Activity:
Word for word, retype the first line of the records and every following line through the one containing "Reviewer check: every instance of the statue's right".

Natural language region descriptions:
Segment Open

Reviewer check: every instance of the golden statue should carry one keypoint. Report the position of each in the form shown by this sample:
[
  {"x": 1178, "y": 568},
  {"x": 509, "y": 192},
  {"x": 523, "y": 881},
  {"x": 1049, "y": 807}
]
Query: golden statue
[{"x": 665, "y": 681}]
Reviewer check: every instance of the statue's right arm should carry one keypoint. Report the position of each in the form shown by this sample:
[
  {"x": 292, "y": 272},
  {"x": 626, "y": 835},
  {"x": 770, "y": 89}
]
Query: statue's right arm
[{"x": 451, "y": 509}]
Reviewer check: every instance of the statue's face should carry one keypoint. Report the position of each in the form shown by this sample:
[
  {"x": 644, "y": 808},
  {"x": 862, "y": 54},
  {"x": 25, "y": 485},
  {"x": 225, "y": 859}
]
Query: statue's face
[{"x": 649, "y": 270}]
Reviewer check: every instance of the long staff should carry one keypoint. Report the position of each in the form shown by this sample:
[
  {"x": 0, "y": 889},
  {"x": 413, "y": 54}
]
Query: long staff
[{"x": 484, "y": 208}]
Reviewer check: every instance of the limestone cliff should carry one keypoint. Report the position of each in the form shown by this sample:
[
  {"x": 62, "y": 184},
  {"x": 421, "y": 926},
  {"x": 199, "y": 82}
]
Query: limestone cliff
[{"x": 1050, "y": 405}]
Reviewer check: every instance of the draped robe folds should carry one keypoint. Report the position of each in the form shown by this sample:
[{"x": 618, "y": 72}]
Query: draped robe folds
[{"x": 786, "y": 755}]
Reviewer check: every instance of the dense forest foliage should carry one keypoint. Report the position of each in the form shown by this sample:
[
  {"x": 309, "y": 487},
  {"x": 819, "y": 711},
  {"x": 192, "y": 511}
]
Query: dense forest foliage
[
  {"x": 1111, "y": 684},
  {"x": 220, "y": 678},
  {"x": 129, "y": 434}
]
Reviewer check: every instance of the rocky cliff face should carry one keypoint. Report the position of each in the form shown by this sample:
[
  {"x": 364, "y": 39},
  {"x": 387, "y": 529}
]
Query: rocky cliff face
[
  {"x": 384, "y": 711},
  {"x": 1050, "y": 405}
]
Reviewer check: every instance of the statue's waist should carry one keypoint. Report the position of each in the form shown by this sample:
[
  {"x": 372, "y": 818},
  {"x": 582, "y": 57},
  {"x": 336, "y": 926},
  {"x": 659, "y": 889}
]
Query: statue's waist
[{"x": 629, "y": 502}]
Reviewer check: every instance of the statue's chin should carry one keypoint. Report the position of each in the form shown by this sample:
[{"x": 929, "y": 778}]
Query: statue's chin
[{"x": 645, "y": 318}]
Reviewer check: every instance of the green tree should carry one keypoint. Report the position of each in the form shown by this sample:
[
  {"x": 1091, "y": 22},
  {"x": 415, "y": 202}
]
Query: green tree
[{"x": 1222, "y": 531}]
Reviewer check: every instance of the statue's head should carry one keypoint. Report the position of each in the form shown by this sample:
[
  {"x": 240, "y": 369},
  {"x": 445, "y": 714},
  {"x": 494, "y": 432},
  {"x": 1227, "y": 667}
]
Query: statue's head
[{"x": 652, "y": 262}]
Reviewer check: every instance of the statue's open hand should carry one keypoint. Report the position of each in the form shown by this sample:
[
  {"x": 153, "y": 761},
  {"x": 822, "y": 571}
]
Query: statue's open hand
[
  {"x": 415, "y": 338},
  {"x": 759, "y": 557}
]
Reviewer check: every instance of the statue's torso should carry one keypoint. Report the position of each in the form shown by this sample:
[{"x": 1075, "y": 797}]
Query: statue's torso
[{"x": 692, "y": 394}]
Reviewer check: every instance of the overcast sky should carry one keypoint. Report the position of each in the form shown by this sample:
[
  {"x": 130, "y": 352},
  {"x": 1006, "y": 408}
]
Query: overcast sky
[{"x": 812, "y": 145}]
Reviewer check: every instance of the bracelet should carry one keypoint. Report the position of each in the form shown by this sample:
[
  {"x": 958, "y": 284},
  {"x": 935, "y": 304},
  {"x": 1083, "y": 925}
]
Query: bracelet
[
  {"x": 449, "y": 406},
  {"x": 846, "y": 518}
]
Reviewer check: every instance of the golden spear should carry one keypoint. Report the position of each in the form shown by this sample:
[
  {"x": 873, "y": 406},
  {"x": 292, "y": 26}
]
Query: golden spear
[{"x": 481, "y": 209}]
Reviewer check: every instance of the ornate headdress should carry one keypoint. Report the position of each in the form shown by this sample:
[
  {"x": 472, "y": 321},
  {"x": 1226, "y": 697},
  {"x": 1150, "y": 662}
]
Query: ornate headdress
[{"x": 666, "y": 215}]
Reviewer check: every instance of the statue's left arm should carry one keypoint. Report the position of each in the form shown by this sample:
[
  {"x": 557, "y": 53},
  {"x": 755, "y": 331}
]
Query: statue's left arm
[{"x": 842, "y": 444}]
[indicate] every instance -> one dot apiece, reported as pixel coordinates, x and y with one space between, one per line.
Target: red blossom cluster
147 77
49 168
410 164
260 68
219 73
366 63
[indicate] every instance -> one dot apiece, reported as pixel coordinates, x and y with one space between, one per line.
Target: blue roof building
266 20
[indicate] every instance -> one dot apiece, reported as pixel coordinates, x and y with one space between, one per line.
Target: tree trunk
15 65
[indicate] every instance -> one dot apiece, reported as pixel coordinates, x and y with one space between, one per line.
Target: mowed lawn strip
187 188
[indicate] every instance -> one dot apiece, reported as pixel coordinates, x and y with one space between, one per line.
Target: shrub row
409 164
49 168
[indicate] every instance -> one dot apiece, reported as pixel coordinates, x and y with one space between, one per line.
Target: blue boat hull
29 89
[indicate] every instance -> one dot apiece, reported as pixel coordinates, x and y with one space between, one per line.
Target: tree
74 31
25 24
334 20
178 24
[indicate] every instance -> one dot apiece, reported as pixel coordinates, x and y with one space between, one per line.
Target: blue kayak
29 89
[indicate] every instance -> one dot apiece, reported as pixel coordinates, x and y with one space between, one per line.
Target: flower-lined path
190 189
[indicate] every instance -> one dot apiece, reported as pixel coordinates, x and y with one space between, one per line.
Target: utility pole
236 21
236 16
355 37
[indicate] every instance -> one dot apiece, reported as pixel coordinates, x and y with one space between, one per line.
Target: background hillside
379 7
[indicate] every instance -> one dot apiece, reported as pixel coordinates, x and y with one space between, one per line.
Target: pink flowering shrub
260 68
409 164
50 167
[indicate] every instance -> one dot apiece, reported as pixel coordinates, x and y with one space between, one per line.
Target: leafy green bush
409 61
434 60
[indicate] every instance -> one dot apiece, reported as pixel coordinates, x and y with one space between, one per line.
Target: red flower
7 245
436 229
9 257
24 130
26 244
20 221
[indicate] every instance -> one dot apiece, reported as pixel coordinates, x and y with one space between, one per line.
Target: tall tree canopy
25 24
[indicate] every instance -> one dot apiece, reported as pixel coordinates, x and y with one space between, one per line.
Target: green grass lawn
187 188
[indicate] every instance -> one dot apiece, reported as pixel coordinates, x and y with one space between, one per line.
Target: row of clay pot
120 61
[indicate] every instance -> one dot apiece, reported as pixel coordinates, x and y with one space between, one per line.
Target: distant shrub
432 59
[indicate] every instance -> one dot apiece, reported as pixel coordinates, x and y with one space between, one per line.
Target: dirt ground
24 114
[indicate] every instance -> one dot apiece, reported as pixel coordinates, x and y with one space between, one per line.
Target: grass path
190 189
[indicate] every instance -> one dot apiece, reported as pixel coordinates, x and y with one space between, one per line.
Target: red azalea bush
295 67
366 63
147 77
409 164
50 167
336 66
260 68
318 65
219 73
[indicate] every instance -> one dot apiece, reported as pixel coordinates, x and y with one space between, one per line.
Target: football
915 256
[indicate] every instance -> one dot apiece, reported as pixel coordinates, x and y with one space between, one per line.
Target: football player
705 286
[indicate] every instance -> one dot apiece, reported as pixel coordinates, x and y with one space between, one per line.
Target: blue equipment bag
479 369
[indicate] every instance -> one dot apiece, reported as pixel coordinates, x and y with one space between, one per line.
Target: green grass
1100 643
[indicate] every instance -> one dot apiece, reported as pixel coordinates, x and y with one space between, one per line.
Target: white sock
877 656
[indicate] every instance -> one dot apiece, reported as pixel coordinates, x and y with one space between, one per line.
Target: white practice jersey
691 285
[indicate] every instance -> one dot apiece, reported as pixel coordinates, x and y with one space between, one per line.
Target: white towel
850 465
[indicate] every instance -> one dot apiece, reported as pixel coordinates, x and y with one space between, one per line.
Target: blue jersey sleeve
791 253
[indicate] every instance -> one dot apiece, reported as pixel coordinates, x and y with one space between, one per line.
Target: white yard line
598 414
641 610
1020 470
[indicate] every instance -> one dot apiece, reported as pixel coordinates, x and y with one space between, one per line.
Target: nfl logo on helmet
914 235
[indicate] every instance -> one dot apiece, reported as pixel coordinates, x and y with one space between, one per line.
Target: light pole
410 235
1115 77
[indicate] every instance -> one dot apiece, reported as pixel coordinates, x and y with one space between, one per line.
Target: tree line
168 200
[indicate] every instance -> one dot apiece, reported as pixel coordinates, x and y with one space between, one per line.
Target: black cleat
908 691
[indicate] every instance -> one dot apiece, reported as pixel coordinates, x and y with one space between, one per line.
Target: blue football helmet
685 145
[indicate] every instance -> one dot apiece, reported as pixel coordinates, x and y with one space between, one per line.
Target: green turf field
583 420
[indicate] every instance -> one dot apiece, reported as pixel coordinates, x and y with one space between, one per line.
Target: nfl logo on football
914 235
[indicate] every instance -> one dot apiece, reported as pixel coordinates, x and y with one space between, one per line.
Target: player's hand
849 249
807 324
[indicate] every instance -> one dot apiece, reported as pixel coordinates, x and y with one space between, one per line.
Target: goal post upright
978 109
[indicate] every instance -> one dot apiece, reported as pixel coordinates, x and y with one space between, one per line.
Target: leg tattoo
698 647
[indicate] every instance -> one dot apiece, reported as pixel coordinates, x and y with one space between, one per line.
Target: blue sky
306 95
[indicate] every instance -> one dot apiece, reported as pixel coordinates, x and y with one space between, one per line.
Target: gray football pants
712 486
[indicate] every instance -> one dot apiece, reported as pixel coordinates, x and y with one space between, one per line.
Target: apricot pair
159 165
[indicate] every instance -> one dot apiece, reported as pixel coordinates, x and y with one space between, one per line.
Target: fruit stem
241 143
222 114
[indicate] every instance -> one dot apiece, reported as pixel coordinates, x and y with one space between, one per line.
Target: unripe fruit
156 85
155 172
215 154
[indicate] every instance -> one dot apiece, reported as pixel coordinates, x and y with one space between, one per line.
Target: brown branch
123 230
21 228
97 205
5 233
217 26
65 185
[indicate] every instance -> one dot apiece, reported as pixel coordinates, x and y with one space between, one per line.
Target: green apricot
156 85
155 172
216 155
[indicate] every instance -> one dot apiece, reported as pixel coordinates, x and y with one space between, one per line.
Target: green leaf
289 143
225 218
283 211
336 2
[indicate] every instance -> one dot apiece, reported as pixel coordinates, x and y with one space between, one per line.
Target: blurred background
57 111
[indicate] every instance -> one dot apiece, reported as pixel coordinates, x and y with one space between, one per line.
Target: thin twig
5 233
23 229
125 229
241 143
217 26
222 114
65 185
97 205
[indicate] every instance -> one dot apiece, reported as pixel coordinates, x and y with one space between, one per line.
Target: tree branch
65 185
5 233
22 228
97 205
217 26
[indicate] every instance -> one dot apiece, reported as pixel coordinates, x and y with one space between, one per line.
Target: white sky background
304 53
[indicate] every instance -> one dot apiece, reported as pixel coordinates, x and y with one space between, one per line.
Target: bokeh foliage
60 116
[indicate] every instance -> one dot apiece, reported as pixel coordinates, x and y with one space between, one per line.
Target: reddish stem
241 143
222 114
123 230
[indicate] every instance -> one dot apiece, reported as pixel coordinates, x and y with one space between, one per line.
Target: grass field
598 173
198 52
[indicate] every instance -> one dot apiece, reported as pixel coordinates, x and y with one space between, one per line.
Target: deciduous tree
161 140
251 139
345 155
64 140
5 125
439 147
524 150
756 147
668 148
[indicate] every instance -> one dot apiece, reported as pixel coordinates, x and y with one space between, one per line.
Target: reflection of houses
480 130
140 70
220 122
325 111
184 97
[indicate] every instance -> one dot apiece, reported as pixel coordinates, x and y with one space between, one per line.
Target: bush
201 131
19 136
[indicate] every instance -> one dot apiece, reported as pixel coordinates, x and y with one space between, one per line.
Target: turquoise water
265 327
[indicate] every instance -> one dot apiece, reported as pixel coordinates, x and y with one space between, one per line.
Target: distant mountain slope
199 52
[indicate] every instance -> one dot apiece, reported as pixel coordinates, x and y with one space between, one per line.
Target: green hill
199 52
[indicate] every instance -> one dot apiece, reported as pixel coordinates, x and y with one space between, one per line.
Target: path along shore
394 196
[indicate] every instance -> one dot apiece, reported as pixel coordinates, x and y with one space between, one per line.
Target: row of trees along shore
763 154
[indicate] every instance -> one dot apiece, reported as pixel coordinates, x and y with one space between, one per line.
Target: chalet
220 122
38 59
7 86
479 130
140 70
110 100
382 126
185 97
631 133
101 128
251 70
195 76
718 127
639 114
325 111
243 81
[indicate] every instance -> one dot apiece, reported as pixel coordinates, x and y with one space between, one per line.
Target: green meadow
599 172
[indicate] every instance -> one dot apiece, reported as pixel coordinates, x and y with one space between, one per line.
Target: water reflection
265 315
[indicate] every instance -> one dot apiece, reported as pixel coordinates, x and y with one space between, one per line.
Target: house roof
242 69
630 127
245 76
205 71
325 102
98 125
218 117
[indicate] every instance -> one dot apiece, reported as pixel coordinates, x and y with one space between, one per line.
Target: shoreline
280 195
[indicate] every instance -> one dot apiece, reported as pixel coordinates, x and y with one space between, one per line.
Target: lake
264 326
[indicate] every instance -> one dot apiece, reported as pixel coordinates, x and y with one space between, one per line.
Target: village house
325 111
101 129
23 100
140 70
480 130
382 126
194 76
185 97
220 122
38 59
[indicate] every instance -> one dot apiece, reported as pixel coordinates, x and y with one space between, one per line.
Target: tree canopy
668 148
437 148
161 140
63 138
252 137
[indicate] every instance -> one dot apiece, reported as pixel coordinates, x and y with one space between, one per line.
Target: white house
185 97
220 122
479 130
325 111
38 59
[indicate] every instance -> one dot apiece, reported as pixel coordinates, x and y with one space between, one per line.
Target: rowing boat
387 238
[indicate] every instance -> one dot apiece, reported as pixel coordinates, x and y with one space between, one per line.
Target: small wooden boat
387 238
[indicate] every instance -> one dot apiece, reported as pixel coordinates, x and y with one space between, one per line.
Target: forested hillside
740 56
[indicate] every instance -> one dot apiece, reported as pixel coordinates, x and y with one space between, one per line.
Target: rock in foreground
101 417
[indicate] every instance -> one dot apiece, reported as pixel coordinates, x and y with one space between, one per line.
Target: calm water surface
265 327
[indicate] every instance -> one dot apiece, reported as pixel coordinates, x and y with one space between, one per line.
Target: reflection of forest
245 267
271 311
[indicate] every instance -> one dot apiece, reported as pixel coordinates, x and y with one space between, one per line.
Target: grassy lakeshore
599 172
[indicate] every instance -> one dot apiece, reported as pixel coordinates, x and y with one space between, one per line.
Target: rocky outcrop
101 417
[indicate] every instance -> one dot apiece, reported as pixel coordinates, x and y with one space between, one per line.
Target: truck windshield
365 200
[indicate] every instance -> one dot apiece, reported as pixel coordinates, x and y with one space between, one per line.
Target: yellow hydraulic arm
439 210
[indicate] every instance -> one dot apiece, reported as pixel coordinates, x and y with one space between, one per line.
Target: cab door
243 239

Segment Closed

Solution:
Reviewer check: every instance of the golden statue should carry one keypoint. Report the position of each in the form shown by this sample:
[
  {"x": 1178, "y": 568},
  {"x": 509, "y": 192},
  {"x": 523, "y": 881},
  {"x": 1049, "y": 807}
]
Query: golden statue
[{"x": 665, "y": 681}]
Reviewer check: every instance of the statue's right arm should carry one keypoint. Report the position of each in the form shown by this sample:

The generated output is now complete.